Trans community gathers to say 'We will not be erased'
New London — Cassandra Martineau says even though she was working at a "fairly liberal place in Connecticut" when she came out in 2016, many coworkers turned their back on her through microaggressions, with some refusing to use her name, acknowledge her gender or admit she existed.
"I also saw a lot of good-hearted people who didn't agree with that be completely silent," Martineau, a Willimantic speaker, writer and activist, told a crowd of transgender and LGBTQ community members and supporters at St. James Episcopal Church on Friday night. "Those microaggressions hurt ... covered my body with papercuts. But that silence was the lemon juice on top of it."
She called on cis-gender people, or those whose identity corresponds to their sex at birth, to take a stand. "If you see it, speak up," she said.
Martineau was one of several speakers rousing the church into applause during a peaceful protest held in response to the Trump administration's recent push to define gender as a biological and unchangeable condition determined at birth, according to a Department of Health and Human Services memo obtained by the New York Times in October.
Organizers and speakers said the memo represented a direct threat to trans individuals' civil rights, inspiring a unified response from the trans community across the country: "We will not be erased."
"This memo was scary for a lot of people," said IV Staklo, a New Haven transgender rights activist and director of the hotline program at Trans Lifeline, which offers peer support for trans callers and financial support and guidance for legal name and gender marker changes. "Bigotry against us isn't anything new. But this sends a message very vocally that we're not wanted."
Staklo said the number of calls to the Trans Lifeline hotline have "quadrupled since the memo came out."
"Regardless of who's in office, regardless of what laws are attempted to be passed, regardless of how ridiculously and unscientifically they try to define us out of existence, the antithesis to all of that will always be us being there for one another," Staklo said. "They'll have millions and millions of voices saying this is ridiculous and we will not stand by it."
Event co-chair Polly Sioux noted she's played many roles in the community: a shot girl at the Brass Rail, a co-chair of a youth group, an information technology worker, a sister, a roller derby coach, a U.S. Army veteran, a victim of domestic abuse and someone who's struggled with depression, unemployment and high health insurance costs.
"So I'm a lot of different things, just like you," Sioux said, adding that an attack on any minority is an "attack on all of us." Sioux called on people to call out all forms of bigotry, whether it comes through harassment on the street, graffiti on a place of worship or "a swastika painted anywhere."

_Entries shown:_
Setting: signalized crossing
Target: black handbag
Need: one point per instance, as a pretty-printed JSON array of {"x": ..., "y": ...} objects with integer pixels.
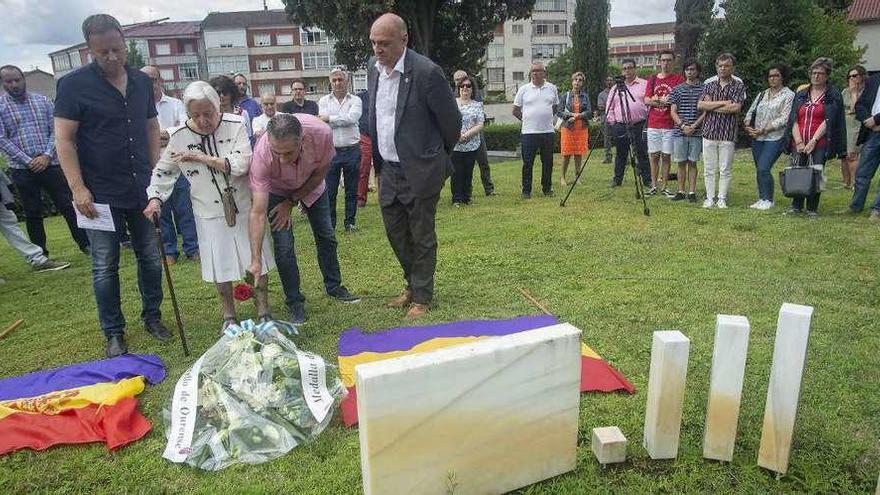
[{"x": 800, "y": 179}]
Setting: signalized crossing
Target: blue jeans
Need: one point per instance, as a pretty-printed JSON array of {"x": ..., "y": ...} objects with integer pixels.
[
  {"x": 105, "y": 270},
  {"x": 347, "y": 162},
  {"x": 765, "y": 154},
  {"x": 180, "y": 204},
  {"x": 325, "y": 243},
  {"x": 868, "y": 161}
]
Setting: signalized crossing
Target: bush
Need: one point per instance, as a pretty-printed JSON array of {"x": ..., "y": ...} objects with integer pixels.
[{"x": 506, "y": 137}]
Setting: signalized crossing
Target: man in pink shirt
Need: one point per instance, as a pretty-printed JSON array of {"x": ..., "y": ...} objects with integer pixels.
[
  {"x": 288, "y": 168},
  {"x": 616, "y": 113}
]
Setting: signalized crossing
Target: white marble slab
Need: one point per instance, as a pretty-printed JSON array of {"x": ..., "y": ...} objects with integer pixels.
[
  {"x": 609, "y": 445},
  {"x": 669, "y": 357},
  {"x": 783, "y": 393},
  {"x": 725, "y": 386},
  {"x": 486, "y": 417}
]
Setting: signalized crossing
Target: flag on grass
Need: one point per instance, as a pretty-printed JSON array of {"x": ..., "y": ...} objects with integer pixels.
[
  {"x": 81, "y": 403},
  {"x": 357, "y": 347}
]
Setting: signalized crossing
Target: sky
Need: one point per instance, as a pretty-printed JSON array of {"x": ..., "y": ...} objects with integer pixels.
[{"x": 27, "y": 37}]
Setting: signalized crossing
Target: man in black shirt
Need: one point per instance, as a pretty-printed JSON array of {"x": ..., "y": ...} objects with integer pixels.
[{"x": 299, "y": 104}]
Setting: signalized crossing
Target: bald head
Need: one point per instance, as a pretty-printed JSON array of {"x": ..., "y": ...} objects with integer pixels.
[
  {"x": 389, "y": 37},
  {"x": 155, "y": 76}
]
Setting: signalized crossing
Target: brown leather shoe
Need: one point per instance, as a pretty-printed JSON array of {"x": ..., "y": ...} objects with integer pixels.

_Exercise requirements:_
1/ Decide whether each statement agrees with the news article: (a) the gathering was held at St. James Episcopal Church on a Friday night; (b) Martineau came out in 2018; (c) calls to the Trans Lifeline hotline doubled after the memo. Answer each yes or no and quote the deciding words.
2/ List every town or city named in the news article.
3/ From the news article, output the passage that begins at the words "Event co-chair Polly" and stops after "health insurance costs.".

_Solutions to the tasks:_
1/
(a) Yes: "at St. James Episcopal Church on Friday night"
(b) No: "when she came out in 2016"
(c) No: "quadrupled since the memo came out."

2/
New London
Willimantic
New Haven

3/
Event co-chair Polly Sioux noted she's played many roles in the community: a shot girl at the Brass Rail, a co-chair of a youth group, an information technology worker, a sister, a roller derby coach, a U.S. Army veteran, a victim of domestic abuse and someone who's struggled with depression, unemployment and high health insurance costs.